## Problem
Starting at the line that contains "of the muddy", print every remaining line of the entries, unchanged, and output nothing more.

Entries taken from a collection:
•••

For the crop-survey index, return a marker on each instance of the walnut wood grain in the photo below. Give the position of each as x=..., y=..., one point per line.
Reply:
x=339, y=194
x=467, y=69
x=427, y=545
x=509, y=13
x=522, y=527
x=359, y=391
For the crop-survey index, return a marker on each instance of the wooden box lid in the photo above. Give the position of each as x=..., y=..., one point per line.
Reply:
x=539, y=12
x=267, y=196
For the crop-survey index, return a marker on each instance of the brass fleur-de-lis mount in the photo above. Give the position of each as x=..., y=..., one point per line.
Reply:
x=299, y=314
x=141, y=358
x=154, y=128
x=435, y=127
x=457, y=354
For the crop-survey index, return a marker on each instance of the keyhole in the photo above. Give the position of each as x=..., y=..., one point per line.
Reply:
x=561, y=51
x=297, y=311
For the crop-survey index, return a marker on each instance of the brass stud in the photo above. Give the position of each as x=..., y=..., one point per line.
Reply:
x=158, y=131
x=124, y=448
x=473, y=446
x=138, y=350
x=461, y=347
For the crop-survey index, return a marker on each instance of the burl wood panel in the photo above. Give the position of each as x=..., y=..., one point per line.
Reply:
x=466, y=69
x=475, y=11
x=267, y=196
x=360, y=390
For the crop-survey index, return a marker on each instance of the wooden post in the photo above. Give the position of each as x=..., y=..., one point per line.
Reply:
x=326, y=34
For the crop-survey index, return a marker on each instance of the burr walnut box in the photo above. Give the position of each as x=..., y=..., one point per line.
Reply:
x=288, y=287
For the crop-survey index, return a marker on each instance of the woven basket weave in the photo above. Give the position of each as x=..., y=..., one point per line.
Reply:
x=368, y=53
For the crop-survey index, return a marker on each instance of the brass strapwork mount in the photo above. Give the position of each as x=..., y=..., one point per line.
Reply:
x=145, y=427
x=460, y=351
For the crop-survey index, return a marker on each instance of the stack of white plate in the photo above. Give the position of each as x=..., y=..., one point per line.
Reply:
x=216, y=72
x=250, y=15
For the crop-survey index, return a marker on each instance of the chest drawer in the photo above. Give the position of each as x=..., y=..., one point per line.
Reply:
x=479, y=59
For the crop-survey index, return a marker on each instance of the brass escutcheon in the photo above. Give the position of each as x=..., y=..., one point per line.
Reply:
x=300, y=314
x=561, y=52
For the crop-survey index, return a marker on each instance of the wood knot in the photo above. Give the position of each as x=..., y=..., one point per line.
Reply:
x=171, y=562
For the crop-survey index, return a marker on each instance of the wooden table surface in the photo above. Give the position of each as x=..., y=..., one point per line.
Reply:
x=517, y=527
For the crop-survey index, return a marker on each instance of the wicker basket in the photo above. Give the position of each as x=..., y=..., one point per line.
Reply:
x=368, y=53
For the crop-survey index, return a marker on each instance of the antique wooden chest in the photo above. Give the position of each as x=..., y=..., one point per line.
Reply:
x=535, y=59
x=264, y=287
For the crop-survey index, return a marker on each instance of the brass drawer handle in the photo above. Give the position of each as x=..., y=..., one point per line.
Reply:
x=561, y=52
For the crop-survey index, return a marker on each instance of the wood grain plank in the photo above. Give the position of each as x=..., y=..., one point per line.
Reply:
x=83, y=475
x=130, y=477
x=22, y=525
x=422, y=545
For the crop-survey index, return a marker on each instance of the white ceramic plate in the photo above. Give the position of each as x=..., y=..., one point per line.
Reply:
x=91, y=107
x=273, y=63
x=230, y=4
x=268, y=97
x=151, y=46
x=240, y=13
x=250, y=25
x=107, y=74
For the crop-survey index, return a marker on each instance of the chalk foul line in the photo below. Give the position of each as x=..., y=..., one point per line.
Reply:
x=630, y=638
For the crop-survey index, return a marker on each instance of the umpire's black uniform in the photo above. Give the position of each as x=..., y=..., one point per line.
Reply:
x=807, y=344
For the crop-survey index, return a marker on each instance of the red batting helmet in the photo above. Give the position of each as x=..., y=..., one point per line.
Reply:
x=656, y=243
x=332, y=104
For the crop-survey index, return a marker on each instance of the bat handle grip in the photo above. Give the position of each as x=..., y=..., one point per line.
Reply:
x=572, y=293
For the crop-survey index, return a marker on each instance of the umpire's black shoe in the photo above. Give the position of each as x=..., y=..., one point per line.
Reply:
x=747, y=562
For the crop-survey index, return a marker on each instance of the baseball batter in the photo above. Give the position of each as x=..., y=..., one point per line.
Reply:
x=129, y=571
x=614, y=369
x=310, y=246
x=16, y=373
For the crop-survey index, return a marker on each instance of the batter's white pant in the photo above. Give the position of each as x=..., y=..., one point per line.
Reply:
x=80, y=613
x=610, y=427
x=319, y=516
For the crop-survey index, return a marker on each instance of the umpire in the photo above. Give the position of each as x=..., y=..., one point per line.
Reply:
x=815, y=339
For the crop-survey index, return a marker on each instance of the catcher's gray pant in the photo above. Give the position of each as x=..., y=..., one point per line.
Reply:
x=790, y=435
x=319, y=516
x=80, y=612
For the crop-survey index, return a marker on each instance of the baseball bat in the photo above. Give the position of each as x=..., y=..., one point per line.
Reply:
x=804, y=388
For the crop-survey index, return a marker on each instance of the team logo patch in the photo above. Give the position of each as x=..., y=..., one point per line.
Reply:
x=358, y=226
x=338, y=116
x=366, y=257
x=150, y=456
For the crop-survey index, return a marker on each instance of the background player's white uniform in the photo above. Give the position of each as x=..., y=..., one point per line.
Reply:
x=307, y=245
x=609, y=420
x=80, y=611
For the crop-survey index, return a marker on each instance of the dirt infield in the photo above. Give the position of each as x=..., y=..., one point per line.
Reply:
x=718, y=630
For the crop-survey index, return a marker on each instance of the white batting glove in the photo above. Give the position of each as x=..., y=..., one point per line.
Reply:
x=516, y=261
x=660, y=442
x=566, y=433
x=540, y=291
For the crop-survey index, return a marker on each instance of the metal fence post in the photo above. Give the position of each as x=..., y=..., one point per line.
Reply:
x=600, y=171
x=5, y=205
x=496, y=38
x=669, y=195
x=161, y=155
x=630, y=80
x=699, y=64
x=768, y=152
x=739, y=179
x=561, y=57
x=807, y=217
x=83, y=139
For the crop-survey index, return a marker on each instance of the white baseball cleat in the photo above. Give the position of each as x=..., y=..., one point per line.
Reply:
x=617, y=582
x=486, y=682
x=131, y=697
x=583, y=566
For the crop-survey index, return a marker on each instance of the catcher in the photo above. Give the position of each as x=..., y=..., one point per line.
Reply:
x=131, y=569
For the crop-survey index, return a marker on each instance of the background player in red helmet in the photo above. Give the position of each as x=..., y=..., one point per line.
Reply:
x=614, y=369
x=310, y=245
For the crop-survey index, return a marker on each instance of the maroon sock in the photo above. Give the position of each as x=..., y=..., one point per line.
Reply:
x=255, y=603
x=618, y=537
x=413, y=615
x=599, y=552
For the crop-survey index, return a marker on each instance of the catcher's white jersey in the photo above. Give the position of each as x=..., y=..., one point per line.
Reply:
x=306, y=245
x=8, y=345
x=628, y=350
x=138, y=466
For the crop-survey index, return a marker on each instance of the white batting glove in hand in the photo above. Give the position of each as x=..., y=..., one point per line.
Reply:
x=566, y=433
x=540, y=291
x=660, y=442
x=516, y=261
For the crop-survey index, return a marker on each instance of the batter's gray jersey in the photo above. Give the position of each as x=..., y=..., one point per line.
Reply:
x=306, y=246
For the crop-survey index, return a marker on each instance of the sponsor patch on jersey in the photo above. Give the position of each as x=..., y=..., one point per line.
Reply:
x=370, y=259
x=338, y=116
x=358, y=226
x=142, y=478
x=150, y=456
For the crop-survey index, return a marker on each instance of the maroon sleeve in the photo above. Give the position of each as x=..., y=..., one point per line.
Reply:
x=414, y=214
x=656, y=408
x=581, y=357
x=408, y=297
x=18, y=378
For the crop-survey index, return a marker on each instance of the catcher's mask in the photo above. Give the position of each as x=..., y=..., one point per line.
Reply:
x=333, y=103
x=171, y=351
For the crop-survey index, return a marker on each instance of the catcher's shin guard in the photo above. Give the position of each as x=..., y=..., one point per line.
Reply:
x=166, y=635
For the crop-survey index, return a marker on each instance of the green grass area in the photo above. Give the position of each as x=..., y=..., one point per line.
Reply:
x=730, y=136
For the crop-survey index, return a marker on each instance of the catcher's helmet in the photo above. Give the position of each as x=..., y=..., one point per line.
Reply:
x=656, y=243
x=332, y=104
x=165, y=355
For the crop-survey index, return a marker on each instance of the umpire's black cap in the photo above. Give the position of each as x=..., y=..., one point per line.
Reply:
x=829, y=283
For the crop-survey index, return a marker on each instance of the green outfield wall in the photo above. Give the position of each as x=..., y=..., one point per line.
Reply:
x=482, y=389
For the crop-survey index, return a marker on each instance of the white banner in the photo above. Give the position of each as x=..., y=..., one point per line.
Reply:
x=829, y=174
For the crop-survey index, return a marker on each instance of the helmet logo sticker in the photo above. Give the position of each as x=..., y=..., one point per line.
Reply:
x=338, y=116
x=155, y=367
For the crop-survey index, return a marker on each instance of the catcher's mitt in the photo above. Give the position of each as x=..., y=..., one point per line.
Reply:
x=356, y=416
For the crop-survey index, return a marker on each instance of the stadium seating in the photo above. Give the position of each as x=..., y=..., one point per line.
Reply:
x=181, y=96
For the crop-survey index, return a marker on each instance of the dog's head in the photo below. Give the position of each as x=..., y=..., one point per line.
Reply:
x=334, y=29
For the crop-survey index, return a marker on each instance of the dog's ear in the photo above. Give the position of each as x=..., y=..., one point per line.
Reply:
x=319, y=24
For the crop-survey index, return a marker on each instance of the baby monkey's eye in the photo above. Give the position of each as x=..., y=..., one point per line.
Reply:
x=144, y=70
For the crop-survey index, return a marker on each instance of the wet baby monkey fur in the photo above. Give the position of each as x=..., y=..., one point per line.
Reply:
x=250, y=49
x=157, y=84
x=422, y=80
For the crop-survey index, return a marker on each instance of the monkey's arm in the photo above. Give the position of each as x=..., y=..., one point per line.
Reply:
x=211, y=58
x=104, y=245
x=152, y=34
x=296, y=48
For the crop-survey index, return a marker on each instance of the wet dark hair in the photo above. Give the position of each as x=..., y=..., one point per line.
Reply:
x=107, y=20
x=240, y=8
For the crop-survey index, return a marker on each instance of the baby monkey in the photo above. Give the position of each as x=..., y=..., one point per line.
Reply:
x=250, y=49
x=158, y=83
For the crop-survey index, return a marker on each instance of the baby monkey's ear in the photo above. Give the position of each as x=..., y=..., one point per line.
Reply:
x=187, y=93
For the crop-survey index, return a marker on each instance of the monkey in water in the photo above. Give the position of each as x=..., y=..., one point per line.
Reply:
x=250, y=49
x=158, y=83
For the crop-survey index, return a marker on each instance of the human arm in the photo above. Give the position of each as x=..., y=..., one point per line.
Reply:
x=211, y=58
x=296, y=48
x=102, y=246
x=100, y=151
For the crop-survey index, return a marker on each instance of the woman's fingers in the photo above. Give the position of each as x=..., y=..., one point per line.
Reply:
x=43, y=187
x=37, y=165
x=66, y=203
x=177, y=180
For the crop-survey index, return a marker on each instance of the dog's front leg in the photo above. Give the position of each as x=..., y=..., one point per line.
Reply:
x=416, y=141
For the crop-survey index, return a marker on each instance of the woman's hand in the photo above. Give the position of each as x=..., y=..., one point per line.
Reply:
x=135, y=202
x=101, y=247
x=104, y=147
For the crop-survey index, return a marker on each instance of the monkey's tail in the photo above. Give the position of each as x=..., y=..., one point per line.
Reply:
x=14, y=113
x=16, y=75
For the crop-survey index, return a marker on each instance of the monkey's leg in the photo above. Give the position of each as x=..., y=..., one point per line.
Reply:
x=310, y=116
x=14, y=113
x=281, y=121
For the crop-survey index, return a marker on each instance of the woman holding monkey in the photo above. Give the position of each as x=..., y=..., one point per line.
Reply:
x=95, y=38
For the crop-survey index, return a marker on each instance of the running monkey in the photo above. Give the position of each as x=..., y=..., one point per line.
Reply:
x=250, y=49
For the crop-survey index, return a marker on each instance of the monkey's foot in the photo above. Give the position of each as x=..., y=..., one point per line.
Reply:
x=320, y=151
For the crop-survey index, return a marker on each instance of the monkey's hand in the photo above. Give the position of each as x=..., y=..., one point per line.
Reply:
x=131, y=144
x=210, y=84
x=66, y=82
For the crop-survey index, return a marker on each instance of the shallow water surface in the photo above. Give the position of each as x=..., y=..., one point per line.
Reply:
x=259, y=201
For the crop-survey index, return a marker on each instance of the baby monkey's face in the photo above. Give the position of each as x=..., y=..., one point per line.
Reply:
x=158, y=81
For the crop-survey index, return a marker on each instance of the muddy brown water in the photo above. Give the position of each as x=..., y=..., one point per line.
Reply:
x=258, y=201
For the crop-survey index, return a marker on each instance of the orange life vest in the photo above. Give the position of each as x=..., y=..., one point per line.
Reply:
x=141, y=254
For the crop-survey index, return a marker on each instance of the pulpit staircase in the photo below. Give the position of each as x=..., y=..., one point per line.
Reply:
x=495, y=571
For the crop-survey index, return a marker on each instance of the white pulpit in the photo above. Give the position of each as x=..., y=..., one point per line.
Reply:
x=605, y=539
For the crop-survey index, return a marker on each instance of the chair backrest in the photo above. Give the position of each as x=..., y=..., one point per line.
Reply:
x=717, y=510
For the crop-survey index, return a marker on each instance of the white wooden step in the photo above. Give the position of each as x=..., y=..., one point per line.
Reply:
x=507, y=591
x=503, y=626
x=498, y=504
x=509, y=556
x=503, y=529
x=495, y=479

•••

## Your solution
For the crop-survey index, return a marker on each instance of the muddy brown water in the photo above. Give the position of each as x=..., y=..., one point per line.
Reply:
x=258, y=201
For the crop-survey index, return a marker on each instance of the orange life vest in the photo above. Give the position of each as x=..., y=..., one point per line.
Reply:
x=141, y=254
For the crop-survey index, return a marker on each instance of the pulpit staircase in the photo below. Give the position of each as x=..., y=..., one point per line.
Reply:
x=495, y=571
For the crop-survey index, return a marker on each instance of the white pulpit in the photo above. Give the position of each as x=..., y=..., one point per line.
Reply:
x=605, y=539
For the crop-survey index, return a marker on each instance of the chair backrest in the photo above. Give the position of each as x=..., y=..., one point per line.
Reply:
x=717, y=510
For the crop-survey index, return a marker on each instance of the white wooden step in the photo above. Give the position of each as x=..., y=..., one point per line.
Reply:
x=507, y=591
x=503, y=626
x=498, y=504
x=509, y=556
x=503, y=529
x=495, y=479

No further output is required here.